Lay out as a numbered list the lines from the one containing "Return the outline of every instance of the candlestick" up to and including the one containing "38 111 L 39", leaving out any blank lines.

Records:

══════

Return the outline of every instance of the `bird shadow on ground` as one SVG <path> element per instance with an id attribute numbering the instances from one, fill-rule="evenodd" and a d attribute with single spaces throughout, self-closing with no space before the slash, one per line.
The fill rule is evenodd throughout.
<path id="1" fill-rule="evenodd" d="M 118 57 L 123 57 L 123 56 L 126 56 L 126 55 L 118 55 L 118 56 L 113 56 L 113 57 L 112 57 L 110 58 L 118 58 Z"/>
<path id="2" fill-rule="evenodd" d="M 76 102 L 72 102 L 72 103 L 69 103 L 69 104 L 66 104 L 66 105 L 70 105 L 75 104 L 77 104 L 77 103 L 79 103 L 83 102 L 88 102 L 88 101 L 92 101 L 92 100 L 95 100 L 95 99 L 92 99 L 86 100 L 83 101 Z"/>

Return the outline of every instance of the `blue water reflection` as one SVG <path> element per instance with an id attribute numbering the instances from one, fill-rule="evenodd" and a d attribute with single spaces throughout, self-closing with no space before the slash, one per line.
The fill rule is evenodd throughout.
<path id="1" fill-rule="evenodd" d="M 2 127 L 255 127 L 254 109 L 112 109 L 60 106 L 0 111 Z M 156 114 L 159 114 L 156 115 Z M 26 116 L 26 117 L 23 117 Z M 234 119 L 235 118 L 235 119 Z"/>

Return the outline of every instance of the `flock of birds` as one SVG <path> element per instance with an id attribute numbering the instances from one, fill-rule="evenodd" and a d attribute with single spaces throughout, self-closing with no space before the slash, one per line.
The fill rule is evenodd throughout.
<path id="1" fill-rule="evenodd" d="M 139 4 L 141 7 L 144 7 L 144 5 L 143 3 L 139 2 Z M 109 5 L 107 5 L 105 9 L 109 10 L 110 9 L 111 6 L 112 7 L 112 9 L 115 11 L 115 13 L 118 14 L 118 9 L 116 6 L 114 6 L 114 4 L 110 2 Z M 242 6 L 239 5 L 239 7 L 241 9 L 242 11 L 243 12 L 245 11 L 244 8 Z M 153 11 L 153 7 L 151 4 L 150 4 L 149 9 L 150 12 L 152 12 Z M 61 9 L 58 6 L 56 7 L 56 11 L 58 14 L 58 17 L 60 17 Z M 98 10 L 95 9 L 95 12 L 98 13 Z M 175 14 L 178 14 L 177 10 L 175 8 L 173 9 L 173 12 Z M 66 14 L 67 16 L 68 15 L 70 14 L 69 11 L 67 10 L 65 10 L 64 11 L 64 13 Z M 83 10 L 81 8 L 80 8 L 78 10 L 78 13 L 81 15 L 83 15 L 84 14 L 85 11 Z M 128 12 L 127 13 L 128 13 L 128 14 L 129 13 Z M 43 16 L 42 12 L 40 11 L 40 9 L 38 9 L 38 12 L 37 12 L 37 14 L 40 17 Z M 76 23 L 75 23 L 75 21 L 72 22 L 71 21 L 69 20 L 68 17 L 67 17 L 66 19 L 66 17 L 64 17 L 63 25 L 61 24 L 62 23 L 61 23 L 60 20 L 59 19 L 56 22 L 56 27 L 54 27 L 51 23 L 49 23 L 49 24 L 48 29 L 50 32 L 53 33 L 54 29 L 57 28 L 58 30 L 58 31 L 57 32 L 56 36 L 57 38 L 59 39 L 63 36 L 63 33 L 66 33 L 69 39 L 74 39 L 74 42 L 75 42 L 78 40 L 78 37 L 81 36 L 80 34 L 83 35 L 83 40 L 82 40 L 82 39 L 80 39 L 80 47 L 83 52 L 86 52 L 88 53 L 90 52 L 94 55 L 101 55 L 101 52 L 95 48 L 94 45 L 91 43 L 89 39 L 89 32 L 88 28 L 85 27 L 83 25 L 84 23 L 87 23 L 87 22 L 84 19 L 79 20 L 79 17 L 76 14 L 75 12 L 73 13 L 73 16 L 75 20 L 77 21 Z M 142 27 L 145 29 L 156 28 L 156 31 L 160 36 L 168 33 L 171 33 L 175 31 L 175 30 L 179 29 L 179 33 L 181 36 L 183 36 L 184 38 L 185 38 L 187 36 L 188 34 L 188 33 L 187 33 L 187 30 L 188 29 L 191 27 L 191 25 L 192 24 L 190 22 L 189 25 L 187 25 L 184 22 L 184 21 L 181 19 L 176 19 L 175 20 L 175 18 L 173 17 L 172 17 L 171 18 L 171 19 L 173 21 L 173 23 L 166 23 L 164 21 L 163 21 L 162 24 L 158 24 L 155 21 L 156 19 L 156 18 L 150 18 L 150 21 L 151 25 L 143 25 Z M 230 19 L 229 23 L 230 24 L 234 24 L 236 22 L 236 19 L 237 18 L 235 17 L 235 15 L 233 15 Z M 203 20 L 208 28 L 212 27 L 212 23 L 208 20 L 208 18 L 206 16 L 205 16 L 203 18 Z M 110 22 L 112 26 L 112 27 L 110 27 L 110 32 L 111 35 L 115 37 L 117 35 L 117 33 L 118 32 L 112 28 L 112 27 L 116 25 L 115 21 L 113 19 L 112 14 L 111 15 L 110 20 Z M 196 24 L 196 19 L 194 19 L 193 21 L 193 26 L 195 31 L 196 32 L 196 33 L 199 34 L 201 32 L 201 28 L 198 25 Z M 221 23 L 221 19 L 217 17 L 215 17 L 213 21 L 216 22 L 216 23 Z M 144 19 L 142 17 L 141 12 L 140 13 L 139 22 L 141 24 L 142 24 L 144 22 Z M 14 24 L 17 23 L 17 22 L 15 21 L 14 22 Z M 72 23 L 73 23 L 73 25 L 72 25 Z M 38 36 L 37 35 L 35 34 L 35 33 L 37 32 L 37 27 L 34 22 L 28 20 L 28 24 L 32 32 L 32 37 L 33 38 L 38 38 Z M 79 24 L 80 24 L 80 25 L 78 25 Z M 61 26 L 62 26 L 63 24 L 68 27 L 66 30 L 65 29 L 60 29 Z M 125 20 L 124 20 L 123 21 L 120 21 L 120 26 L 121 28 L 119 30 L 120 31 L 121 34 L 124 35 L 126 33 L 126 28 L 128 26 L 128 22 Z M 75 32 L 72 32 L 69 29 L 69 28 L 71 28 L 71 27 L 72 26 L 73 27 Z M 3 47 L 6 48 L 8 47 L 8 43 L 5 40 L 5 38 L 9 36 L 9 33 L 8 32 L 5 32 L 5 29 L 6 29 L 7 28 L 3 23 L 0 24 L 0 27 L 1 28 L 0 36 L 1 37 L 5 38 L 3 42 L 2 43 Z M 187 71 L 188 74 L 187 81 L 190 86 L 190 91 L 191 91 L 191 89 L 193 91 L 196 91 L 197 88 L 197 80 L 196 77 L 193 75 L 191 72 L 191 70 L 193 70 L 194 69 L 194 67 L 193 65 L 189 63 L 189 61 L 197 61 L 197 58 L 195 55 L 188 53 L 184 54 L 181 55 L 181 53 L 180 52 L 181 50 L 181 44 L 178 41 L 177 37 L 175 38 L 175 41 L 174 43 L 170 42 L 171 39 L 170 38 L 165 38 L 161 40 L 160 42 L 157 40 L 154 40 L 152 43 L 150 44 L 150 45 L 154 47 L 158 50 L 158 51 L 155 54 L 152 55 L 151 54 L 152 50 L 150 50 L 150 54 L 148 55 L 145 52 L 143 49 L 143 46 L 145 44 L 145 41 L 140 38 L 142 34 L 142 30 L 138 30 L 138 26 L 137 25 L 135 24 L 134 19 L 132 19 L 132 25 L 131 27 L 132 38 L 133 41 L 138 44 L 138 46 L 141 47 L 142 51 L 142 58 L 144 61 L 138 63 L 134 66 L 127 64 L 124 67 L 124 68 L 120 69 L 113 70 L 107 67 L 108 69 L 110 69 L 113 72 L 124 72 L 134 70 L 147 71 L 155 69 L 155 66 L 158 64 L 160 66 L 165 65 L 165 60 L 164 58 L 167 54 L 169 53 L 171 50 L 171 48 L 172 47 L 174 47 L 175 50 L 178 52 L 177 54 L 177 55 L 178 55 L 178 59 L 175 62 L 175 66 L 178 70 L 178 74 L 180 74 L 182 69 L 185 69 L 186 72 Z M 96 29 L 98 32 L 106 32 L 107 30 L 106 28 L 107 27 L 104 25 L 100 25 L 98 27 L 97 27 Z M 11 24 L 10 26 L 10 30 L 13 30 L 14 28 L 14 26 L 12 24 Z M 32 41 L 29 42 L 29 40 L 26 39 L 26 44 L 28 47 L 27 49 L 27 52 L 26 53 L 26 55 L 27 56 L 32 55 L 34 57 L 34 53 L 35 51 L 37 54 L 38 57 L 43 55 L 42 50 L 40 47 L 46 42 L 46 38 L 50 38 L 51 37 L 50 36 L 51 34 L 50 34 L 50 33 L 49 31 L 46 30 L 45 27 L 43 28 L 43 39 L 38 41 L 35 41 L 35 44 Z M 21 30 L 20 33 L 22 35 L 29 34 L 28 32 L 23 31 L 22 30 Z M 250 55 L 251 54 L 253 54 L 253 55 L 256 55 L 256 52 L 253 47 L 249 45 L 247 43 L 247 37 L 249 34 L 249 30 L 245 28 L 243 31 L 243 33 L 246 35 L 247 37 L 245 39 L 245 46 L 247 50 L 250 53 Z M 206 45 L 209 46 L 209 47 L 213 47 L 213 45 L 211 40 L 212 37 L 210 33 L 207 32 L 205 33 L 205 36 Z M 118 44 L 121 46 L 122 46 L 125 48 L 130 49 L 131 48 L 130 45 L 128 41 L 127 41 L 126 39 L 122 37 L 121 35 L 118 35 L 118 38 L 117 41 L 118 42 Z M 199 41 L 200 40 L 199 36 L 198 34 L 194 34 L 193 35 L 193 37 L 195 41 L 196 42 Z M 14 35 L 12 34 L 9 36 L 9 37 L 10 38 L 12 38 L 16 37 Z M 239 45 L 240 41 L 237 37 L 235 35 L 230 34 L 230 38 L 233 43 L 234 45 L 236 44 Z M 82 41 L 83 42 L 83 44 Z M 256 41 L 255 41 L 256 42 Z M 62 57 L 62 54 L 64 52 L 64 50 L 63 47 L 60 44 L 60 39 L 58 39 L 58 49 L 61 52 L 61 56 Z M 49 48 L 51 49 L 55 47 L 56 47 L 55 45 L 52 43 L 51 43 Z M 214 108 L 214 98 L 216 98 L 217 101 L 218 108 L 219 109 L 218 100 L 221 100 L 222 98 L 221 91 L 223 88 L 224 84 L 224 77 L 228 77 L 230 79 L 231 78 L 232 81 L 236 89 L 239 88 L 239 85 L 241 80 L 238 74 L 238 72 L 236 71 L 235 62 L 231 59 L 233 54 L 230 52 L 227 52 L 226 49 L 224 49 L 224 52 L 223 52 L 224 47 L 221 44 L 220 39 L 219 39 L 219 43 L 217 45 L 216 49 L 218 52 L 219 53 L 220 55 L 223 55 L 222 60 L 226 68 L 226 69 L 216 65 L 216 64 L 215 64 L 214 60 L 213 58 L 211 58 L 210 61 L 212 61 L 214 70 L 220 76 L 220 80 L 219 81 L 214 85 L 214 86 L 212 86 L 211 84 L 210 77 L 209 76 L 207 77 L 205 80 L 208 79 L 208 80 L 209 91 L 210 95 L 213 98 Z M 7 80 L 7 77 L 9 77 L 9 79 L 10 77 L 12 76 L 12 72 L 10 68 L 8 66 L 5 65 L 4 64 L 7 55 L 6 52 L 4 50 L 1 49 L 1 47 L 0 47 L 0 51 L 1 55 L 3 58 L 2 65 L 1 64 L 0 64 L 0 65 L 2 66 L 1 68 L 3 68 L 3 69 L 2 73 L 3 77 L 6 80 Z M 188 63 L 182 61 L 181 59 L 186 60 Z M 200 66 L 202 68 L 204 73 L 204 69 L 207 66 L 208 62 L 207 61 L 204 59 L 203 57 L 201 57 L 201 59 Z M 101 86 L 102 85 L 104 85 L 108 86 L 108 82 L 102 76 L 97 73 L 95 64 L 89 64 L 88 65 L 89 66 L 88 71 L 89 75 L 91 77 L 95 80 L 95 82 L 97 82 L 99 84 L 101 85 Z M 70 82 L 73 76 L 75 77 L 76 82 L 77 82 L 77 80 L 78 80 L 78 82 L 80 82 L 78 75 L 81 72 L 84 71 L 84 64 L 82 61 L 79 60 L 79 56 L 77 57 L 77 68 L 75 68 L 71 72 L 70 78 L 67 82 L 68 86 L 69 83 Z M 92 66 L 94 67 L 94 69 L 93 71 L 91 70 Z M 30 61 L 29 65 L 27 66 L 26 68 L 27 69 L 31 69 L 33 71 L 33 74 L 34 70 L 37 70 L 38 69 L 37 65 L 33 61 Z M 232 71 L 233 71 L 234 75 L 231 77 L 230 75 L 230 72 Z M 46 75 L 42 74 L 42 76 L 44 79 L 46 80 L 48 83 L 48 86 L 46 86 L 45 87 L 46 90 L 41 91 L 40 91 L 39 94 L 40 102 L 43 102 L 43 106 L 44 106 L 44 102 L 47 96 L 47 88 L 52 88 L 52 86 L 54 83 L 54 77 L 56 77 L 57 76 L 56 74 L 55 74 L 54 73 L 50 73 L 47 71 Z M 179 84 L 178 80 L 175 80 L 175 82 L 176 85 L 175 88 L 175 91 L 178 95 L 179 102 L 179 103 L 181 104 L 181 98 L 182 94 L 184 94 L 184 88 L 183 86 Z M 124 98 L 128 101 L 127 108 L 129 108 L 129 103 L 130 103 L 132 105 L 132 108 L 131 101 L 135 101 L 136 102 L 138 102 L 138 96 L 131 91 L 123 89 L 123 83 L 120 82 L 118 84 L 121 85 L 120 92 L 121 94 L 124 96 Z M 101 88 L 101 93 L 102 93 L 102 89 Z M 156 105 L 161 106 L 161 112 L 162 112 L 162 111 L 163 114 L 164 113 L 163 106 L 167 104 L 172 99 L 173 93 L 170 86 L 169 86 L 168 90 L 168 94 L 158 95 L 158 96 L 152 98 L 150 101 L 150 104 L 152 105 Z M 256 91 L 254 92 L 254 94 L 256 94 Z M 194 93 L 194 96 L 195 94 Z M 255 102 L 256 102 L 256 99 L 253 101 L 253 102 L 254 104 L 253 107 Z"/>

══════

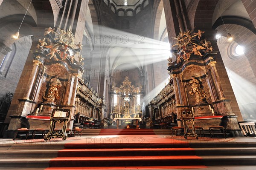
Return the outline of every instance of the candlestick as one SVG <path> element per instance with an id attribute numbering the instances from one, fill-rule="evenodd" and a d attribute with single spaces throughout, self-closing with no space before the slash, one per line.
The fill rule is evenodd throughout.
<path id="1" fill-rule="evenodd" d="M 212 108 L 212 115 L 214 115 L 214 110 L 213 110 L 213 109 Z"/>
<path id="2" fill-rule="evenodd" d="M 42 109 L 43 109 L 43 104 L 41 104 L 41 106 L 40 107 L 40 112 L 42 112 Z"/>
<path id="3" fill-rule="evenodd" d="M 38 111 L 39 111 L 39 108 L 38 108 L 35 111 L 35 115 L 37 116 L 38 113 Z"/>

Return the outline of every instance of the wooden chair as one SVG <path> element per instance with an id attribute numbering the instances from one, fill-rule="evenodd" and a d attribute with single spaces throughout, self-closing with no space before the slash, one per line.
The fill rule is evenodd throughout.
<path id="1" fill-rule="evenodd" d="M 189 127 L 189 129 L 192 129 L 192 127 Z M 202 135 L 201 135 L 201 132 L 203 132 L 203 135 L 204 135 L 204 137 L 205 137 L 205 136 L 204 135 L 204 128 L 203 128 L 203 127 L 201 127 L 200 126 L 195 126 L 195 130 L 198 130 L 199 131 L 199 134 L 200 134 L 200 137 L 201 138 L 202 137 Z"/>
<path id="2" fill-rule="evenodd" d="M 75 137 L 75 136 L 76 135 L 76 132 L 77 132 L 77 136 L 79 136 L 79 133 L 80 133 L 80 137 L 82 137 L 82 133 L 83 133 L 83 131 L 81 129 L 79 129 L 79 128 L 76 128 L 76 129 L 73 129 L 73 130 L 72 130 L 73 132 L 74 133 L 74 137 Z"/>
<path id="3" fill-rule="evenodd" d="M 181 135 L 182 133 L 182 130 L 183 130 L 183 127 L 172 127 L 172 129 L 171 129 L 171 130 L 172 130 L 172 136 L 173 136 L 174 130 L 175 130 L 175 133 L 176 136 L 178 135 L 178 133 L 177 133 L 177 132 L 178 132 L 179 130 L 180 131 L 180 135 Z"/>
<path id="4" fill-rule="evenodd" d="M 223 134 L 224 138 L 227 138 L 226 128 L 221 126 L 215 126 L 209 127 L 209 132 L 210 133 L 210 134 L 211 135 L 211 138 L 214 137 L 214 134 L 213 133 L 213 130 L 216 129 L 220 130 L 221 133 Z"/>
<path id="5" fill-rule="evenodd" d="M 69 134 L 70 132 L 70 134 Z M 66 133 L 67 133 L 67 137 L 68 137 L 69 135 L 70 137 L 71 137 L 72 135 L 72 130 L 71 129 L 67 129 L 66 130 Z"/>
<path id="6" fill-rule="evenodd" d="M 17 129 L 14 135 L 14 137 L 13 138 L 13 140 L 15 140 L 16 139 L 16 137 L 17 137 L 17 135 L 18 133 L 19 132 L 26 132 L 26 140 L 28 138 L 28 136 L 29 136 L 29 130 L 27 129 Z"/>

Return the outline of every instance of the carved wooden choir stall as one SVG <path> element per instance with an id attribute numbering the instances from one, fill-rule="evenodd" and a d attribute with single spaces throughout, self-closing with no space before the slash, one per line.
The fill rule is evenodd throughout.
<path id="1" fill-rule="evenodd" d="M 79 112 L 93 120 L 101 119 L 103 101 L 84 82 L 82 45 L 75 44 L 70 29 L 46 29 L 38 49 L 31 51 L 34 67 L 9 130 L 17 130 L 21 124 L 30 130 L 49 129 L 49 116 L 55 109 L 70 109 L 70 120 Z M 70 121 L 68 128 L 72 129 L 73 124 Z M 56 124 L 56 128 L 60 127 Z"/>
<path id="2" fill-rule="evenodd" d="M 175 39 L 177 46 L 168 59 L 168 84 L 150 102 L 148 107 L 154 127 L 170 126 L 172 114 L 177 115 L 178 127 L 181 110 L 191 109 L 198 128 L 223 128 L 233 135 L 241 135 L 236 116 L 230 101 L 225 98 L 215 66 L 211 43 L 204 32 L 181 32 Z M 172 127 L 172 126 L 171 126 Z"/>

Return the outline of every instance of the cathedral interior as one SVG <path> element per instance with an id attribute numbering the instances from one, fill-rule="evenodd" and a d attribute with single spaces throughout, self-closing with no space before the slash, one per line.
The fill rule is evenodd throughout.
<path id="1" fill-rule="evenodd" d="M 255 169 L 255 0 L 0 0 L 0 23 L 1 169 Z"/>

══════

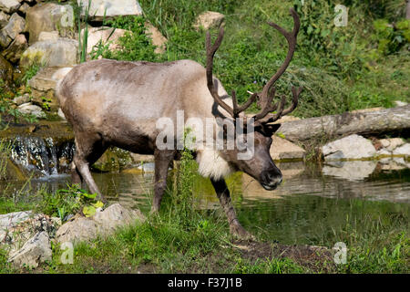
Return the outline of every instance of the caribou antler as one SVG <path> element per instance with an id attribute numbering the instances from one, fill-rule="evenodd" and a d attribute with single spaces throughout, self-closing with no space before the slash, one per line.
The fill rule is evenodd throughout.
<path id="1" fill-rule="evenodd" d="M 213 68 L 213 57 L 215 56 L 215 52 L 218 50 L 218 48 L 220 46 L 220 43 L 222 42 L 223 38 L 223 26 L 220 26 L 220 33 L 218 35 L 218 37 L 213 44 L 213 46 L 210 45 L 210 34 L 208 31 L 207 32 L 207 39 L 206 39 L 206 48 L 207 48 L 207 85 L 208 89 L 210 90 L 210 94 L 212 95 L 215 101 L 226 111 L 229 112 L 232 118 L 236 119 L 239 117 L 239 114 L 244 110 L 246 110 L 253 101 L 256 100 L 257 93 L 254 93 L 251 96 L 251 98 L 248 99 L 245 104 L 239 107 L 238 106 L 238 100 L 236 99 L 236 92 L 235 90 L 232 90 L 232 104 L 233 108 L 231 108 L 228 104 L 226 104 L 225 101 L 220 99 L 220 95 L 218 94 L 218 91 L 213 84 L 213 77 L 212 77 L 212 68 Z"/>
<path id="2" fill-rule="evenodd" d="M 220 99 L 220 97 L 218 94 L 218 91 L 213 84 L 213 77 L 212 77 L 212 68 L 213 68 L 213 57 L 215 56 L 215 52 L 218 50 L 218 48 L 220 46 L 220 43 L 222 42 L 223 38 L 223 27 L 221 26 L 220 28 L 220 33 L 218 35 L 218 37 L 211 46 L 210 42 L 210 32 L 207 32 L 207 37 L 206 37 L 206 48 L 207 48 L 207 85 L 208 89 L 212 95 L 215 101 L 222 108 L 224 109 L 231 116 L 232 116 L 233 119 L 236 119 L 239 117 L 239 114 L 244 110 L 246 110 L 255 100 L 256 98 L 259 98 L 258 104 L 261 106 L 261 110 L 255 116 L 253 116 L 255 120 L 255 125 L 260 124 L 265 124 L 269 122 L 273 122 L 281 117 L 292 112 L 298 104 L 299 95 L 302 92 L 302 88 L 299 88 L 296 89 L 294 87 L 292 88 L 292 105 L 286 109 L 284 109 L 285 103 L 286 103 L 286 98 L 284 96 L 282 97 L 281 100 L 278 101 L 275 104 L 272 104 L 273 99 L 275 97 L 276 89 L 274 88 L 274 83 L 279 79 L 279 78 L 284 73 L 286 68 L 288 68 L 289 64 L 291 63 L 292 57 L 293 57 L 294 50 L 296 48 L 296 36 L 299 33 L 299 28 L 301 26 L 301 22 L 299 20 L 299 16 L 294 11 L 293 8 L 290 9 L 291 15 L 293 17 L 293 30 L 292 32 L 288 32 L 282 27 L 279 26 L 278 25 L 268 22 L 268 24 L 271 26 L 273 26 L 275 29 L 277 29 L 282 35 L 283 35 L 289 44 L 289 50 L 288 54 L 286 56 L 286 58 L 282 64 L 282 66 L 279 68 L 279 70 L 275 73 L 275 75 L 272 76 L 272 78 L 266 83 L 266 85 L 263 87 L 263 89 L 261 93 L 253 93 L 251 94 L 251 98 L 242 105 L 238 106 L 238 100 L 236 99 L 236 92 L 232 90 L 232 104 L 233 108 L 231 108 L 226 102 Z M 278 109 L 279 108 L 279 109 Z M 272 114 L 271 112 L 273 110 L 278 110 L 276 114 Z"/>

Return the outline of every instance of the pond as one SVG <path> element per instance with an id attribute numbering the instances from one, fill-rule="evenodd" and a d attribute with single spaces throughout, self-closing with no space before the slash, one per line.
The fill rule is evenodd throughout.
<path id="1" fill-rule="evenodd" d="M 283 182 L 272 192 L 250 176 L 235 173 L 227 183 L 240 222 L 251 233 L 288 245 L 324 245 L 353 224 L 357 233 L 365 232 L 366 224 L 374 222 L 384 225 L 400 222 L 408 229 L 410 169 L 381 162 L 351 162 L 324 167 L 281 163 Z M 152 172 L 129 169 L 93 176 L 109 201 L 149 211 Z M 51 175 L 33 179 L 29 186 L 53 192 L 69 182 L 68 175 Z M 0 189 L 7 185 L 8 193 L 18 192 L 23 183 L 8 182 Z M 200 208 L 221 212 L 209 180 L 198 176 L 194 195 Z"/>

══════

TASK SOLUTION:
1. Return the outline of every instance of the candlestick as one SVG <path> element per instance with an id attribute numbering the instances from one, fill-rule="evenodd" and a d attribute with single spaces throughout, self-closing with no space before the slash, one per line.
2. The fill rule is evenodd throughout.
3. <path id="1" fill-rule="evenodd" d="M 212 108 L 212 115 L 214 115 L 214 110 L 213 110 L 213 109 Z"/>
4. <path id="2" fill-rule="evenodd" d="M 42 109 L 43 109 L 43 104 L 41 104 L 41 106 L 40 107 L 40 112 L 42 112 Z"/>
5. <path id="3" fill-rule="evenodd" d="M 38 111 L 39 111 L 39 108 L 38 108 L 35 111 L 35 115 L 37 116 L 38 113 Z"/>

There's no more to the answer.